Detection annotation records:

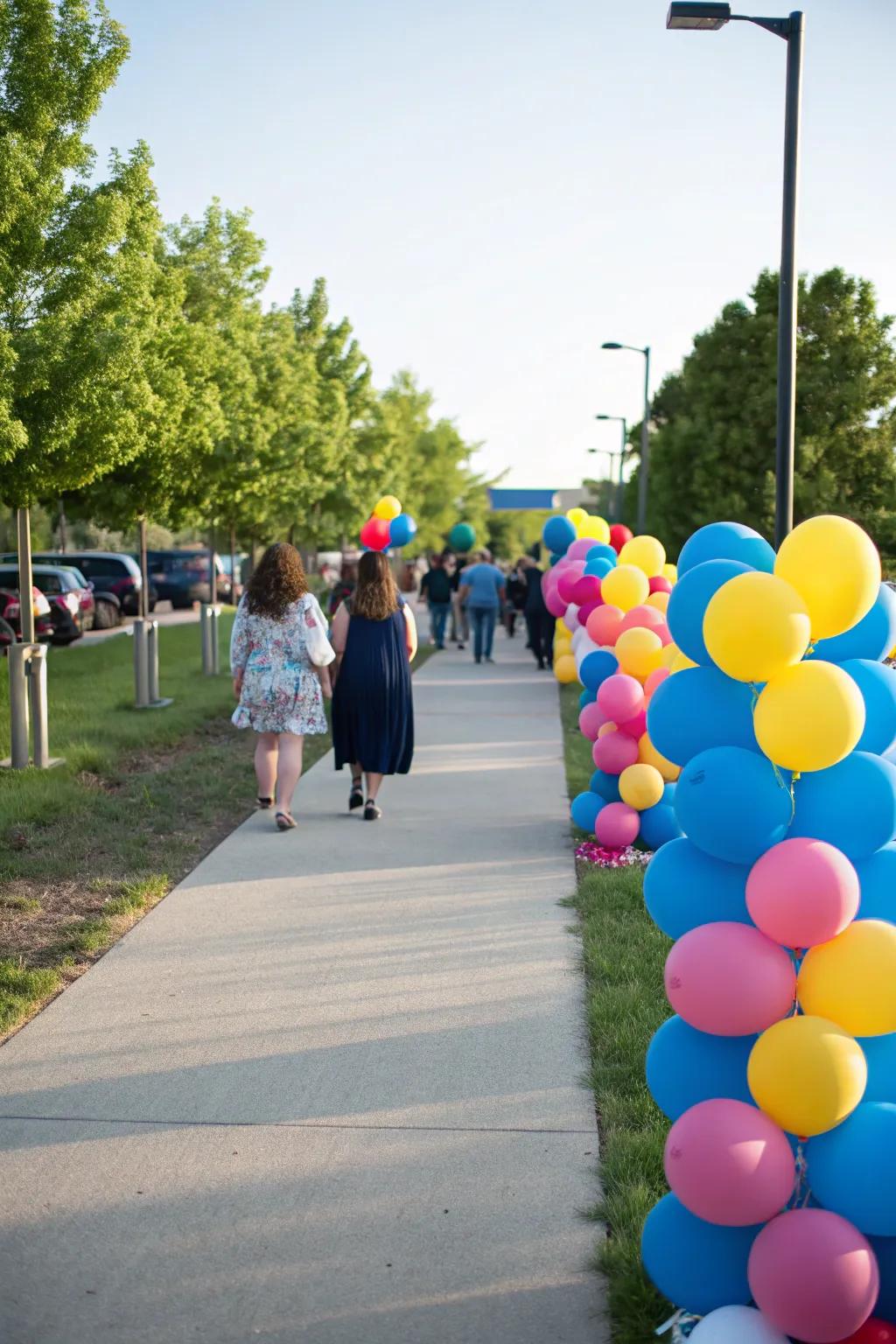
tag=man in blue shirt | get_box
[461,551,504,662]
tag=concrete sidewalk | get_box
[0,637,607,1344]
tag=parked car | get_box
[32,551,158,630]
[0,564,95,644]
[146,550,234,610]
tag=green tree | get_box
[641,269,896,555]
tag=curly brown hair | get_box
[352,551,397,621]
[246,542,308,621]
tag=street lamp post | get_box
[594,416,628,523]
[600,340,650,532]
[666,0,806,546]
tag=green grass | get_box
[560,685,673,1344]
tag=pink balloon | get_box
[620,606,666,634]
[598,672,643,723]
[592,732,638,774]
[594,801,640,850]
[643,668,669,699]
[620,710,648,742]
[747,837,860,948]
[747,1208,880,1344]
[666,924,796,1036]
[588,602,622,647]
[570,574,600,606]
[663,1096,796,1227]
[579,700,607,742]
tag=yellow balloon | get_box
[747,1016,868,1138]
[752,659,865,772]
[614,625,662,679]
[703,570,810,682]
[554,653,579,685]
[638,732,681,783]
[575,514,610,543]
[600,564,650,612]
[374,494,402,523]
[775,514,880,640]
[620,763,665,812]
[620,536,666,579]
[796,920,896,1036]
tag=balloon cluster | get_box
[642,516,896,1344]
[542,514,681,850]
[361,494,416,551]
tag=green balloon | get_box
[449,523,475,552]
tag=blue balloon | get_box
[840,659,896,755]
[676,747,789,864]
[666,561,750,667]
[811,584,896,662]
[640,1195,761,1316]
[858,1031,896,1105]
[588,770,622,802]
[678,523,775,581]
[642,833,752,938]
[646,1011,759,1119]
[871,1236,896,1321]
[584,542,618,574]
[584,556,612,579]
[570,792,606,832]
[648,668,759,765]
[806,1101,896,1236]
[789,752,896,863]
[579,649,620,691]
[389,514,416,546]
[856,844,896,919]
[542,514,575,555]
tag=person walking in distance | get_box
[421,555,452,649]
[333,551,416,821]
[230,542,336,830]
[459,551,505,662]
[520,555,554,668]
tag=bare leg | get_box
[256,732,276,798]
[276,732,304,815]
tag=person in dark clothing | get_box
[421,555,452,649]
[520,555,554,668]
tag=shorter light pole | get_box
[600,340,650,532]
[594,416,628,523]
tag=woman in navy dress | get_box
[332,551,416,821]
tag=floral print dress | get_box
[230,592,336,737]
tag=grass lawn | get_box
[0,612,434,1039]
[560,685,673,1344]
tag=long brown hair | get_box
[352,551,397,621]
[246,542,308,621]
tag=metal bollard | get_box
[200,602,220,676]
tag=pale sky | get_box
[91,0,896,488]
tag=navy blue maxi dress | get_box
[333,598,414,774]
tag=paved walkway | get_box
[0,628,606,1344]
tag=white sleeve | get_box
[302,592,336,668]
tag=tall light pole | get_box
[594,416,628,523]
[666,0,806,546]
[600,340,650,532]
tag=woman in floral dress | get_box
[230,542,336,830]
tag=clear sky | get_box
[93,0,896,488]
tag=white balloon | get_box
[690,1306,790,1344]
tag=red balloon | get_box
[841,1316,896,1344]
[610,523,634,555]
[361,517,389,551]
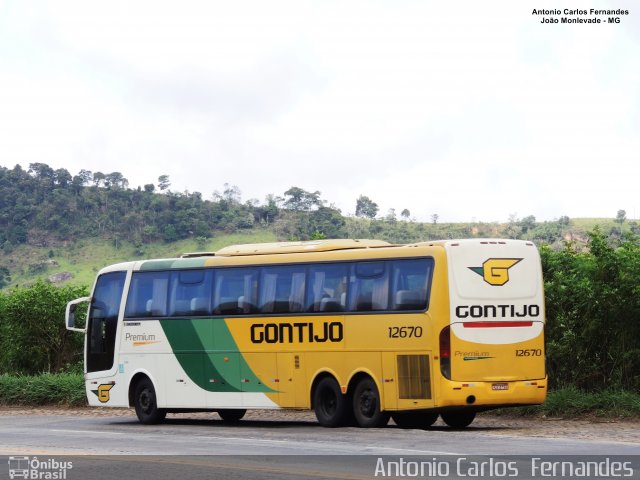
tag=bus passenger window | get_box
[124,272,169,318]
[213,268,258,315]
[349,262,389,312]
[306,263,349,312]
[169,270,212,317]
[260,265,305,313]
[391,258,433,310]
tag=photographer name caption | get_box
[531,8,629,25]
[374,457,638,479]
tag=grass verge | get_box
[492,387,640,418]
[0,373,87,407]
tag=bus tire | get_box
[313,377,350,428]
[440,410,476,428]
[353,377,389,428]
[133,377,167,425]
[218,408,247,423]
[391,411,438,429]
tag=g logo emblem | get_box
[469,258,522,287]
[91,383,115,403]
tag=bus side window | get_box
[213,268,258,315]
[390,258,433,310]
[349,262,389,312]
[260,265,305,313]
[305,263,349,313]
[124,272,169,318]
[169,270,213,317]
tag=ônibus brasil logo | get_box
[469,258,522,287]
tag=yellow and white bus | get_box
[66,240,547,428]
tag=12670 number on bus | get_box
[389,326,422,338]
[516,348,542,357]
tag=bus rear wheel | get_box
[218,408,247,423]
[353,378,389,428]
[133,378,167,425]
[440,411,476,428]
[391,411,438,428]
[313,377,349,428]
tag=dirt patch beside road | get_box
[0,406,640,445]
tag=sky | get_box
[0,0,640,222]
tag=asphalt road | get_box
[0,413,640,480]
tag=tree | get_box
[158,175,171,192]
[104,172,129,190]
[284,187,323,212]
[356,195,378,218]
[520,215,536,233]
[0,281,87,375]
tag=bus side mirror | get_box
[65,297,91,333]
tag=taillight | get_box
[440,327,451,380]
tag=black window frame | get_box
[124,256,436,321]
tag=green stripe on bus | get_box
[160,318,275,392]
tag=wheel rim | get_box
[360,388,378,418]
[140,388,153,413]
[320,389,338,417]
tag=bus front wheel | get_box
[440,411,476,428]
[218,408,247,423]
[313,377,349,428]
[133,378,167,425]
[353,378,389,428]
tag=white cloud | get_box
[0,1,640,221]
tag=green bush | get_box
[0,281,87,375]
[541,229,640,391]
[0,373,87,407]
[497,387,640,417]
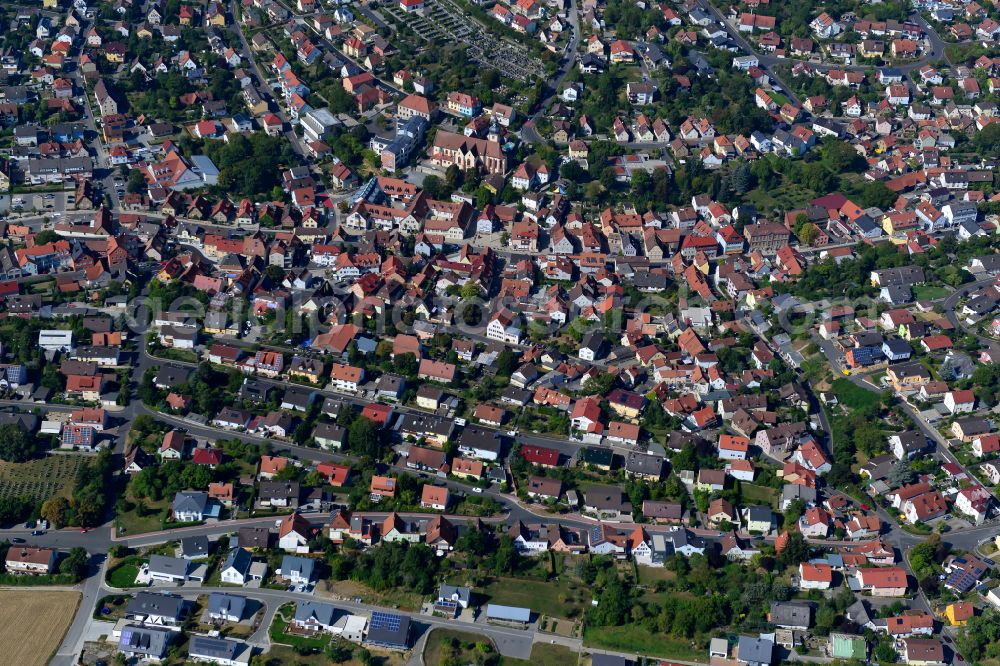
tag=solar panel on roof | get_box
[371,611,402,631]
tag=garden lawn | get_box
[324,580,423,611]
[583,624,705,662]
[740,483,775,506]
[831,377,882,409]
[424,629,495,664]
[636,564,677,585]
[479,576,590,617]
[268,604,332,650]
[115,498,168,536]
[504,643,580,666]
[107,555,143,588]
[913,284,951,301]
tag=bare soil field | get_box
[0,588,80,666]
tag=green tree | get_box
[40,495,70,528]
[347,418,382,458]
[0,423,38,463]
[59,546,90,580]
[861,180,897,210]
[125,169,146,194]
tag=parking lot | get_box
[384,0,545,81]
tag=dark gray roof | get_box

■ AIM OF THE EXERCISE
Copy every row above character for character, omitting the pictures.

■ FINISHED TASK
tag=man in blue shirt | get_box
[461,551,504,662]
tag=concrete sidewalk | get_box
[0,637,607,1344]
tag=parked car | get_box
[32,551,158,630]
[0,564,95,644]
[146,550,234,610]
tag=green tree | get_box
[641,269,896,555]
tag=curly brown hair | get_box
[352,551,397,621]
[246,542,308,621]
tag=street lamp post | get_box
[594,416,628,523]
[600,340,650,532]
[666,0,806,546]
tag=green grass | get_box
[560,685,673,1344]
tag=pink balloon | get_box
[620,606,666,634]
[598,672,643,723]
[592,732,638,774]
[594,801,640,850]
[643,668,669,699]
[620,710,648,742]
[747,837,860,948]
[747,1208,880,1344]
[666,924,796,1036]
[588,602,622,647]
[570,574,600,606]
[663,1096,796,1227]
[579,700,607,742]
tag=yellow balloon | get_box
[747,1016,868,1138]
[752,659,865,772]
[614,625,662,679]
[703,570,810,682]
[554,653,579,685]
[638,732,681,783]
[575,514,610,543]
[600,564,650,612]
[374,494,402,523]
[775,514,880,640]
[620,763,665,812]
[620,536,666,579]
[796,920,896,1036]
tag=balloon cluster | get_box
[642,516,896,1344]
[542,514,681,850]
[361,494,416,551]
tag=green balloon | get_box
[449,523,475,552]
tag=blue balloon | get_box
[840,659,896,755]
[676,747,789,864]
[666,561,750,667]
[811,584,896,662]
[640,1195,761,1316]
[858,1031,896,1105]
[588,770,622,802]
[678,523,775,581]
[642,833,752,938]
[646,1011,759,1119]
[871,1236,896,1321]
[584,542,618,574]
[584,556,612,579]
[570,792,606,832]
[648,668,759,765]
[806,1101,896,1236]
[789,752,896,863]
[579,649,620,691]
[389,514,416,546]
[856,844,896,919]
[542,514,575,555]
tag=person walking in distance | get_box
[421,555,452,649]
[333,551,416,821]
[230,542,336,830]
[459,551,505,662]
[520,555,554,668]
tag=bare leg | get_box
[256,732,276,798]
[276,732,304,815]
tag=person in dark clothing | get_box
[421,555,452,649]
[520,555,554,668]
tag=shorter light pole | get_box
[600,340,650,532]
[594,416,628,523]
tag=woman in navy dress | get_box
[332,551,416,821]
tag=floral print dress | get_box
[230,592,336,737]
tag=grass lawn | get_box
[0,612,434,1039]
[560,685,673,1344]
tag=long brown hair | get_box
[352,551,397,621]
[246,542,308,621]
tag=metal bollard | get_box
[200,602,220,676]
tag=pale sky | get_box
[91,0,896,488]
tag=navy blue maxi dress | get_box
[333,598,414,774]
tag=paved walkway | get_box
[0,628,606,1344]
tag=white sleeve | get_box
[302,592,336,668]
tag=tall light pole | get_box
[594,416,628,523]
[666,0,806,546]
[600,340,650,532]
tag=woman in floral dress | get_box
[230,542,336,830]
tag=clear sky | get_box
[93,0,896,488]
tag=white balloon | get_box
[690,1306,790,1344]
tag=red balloon | get_box
[841,1316,896,1344]
[610,523,634,555]
[361,517,389,551]
tag=bus passenger window | get_box
[124,272,169,318]
[213,268,258,315]
[349,262,389,312]
[306,263,349,312]
[169,270,212,317]
[260,265,305,313]
[391,258,433,310]
tag=photographer name caption | get_box
[531,8,629,25]
[374,457,638,479]
tag=grass verge | get_box
[492,387,640,418]
[0,373,87,407]
tag=bus tire | get_box
[313,377,350,428]
[440,410,476,428]
[353,377,389,428]
[133,377,167,425]
[218,408,247,423]
[391,411,438,429]
tag=g logo emblem | get_box
[469,258,522,287]
[91,383,115,403]
tag=bus side window | get_box
[213,268,258,315]
[390,258,433,310]
[349,262,389,312]
[260,265,305,313]
[305,263,349,313]
[124,272,169,318]
[169,270,213,317]
tag=ônibus brasil logo | get_box
[469,258,522,287]
tag=yellow and white bus | get_box
[66,240,547,428]
tag=12670 number on bus | get_box
[389,326,422,338]
[516,348,542,357]
tag=bus rear wheel | get_box
[218,408,247,423]
[353,378,389,428]
[133,378,167,425]
[440,411,476,428]
[391,411,438,428]
[313,377,349,428]
tag=dirt patch beside road | get_box
[0,406,640,445]
tag=sky | get_box
[0,0,640,222]
tag=asphalt road | get_box
[0,413,640,480]
tag=tree | get_box
[158,175,171,192]
[104,172,129,190]
[284,187,323,212]
[356,195,378,218]
[520,215,536,233]
[0,281,87,375]
tag=bus side mirror | get_box
[65,297,91,333]
tag=taillight | get_box
[440,327,451,380]
tag=black window frame | get_box
[124,256,436,321]
tag=green stripe on bus | get_box
[160,318,275,392]
tag=wheel rim | get_box
[360,388,378,418]
[140,388,153,413]
[320,389,338,417]
tag=bus front wheel | get_box
[440,411,476,428]
[218,408,247,423]
[313,377,349,428]
[133,378,167,425]
[353,378,389,428]
tag=white cloud | get_box
[0,1,640,221]
tag=green bush | get_box
[0,281,87,375]
[541,229,640,391]
[0,373,87,407]
[497,387,640,417]
tag=solar panel on roof | get_box
[371,611,402,631]
tag=garden lawn | get_box
[324,580,423,611]
[583,624,705,662]
[740,483,775,506]
[831,377,882,409]
[424,629,495,664]
[636,564,677,585]
[479,576,590,617]
[268,604,332,650]
[115,498,168,536]
[504,643,580,666]
[107,555,143,588]
[913,284,951,301]
tag=bare soil field | get_box
[0,588,80,666]
tag=green tree | get_box
[40,495,70,528]
[347,418,382,458]
[0,423,38,463]
[59,546,90,580]
[861,180,897,210]
[125,169,146,194]
tag=parking lot | get_box
[384,0,545,81]
tag=dark gray roof | get_box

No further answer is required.